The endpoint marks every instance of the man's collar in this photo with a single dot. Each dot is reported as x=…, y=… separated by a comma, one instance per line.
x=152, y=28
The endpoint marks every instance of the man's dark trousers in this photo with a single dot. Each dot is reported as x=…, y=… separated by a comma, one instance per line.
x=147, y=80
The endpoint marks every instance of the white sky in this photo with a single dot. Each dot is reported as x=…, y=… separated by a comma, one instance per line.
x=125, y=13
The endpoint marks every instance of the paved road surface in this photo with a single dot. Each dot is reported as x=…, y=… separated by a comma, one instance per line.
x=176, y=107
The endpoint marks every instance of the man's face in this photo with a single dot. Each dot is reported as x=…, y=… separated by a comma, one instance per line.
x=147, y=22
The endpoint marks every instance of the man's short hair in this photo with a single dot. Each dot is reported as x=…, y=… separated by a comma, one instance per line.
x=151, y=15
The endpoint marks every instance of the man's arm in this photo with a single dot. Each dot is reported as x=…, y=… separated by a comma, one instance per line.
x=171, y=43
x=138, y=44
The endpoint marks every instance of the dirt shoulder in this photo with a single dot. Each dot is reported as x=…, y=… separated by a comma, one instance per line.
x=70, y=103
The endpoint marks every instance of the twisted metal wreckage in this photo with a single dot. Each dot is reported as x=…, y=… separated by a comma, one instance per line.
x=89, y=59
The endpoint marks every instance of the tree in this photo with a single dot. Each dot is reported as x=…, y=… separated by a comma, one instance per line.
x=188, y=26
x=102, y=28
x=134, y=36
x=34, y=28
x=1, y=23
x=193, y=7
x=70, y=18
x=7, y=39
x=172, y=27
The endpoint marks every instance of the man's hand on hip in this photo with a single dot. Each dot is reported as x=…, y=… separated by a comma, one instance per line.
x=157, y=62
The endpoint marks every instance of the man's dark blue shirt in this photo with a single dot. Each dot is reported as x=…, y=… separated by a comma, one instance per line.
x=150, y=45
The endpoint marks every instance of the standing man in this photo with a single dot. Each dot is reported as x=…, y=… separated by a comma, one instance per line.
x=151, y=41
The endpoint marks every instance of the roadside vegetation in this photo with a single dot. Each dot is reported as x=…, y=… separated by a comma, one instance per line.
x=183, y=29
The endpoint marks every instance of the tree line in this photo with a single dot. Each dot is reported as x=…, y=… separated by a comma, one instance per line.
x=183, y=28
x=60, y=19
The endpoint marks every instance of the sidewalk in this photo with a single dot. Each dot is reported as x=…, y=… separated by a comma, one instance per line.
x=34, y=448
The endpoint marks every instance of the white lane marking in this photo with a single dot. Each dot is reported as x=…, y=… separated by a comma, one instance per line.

_Aim of the task_
Every record should be output precisely as it was given.

_Task solution_
The endpoint marks every instance of the man's collar in this photo with a single dot. Each dot is reported as x=…, y=… separated by a comma, one instance per line.
x=152, y=28
The endpoint marks every instance of the man's dark trousers in this photo with a single dot. Each dot is reported as x=…, y=… separated by a comma, one instance per line.
x=147, y=80
The endpoint marks every instance of the white sky in this photo with a single dot. Each dot is reported as x=…, y=… separated by a comma, one instance per line.
x=125, y=13
The endpoint marks every instance of the paved road surface in this photo with a single dot. Each dot is reported as x=…, y=… separated by a comma, one instance per line.
x=176, y=107
The endpoint marks every instance of the man's face in this photo with a single dot. Each dot is reported as x=…, y=… separated by a comma, one instance per line.
x=147, y=22
The endpoint marks every instance of the man's short hair in this photo with a single dot. Each dot is reported as x=…, y=… separated by a comma, one instance per line.
x=151, y=15
The endpoint marks every instance of the man's arm in this photo with a single dot. Each dot is reported as x=…, y=… separated by a comma, one instance per line.
x=171, y=43
x=138, y=44
The endpoint marks every instance of the dirt shoulder in this photo with a single dot. Each dot is reported as x=…, y=… separated by a comma, one instance per line.
x=70, y=103
The endpoint marks every instance of the twisted metal wreckage in this photo with a single dot. Each dot is reported as x=…, y=… separated by a comma, one instance per line.
x=89, y=59
The endpoint marks every instance of the tree in this photo with a single dot. Each dot is reported as x=…, y=… separated by a comma, one instance per line.
x=188, y=26
x=102, y=28
x=134, y=36
x=34, y=28
x=1, y=23
x=193, y=7
x=70, y=18
x=7, y=39
x=172, y=27
The endpoint marks every instance of the man's hand on hip in this photo with a single dot. Each dot is reported as x=…, y=… separated by a comma, one instance per line.
x=157, y=62
The endpoint marks every instance of the man's dark blue shirt in this photo with a single dot. Each dot is reported as x=…, y=… separated by a comma, one instance per line.
x=150, y=45
The endpoint marks every instance of the standing man in this photo with a single dot. Each dot is reported as x=…, y=… separated by a comma, one instance per line.
x=151, y=41
The endpoint marks every instance of the roadside vegetation in this photo with a single dot. Each dot is reported as x=…, y=… separated by a comma, one instance per line.
x=183, y=29
The endpoint marks every instance of the tree line in this photo with a single dot. Each dot is reported as x=…, y=… separated by a comma, one instance per line.
x=183, y=28
x=60, y=19
The endpoint marks every instance of the sidewalk in this photo with a single dot. Each dot is reported as x=…, y=… separated by a comma, one instance per line.
x=34, y=448
The endpoint marks every instance of the white lane marking in this photo with a single dot. Each dot is reported as x=…, y=… separated by a comma, one instance per line.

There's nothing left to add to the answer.